### Passage:
##############################

It was a Friday evening just after dinnertime. A dozen readers sat elbow-to-elbow around a long makeshift discussion table. They were eager for the meet and greet opportunity with Tan Twan Eng, the writer of The Gift of Rain. He sat in the middle, his eyes shinning from behind wire-rimmed glasses, his youthful face beaming a smile, though with lips closed in a line. Comfortable but not completely relaxed. As though heartened to be there but inhibited and isolated by the glare of the attention.

Very quickly, praises poured in from around the table. “I like the book,” “It’s an exciting story,” and “The Japanese tortures are very real.” Over the next 75 minutes these fans, with their personal copies of the novel opened in front of them, threw questions at Tan and drank his words.

##############################

### Material provided:
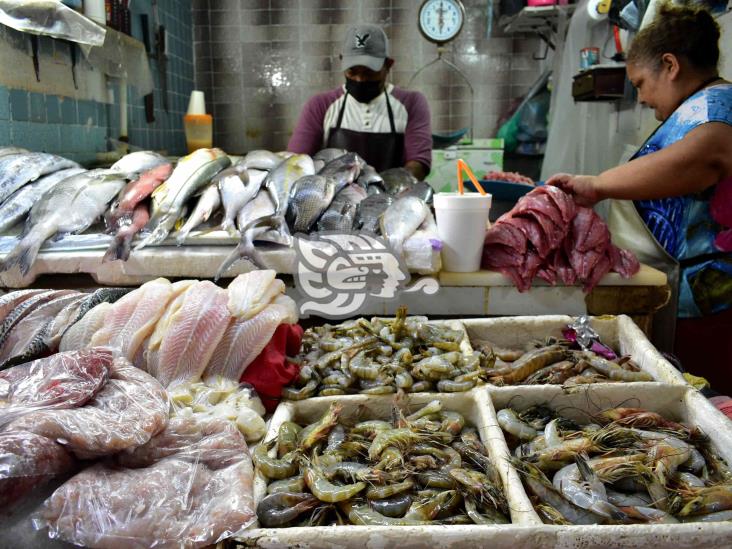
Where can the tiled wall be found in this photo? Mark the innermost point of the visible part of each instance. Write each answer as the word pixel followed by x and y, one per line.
pixel 79 128
pixel 259 60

##############################

### What is being asked:
Using the passage about the evening with Tan Twan Eng, answer these questions:
1. How many readers sat around the discussion table?
2. What is the title of the novel Tan Twan Eng wrote?
3. For how long did the fans put questions to him?

### Full response:
1. A dozen
2. The Gift of Rain
3. 75 minutes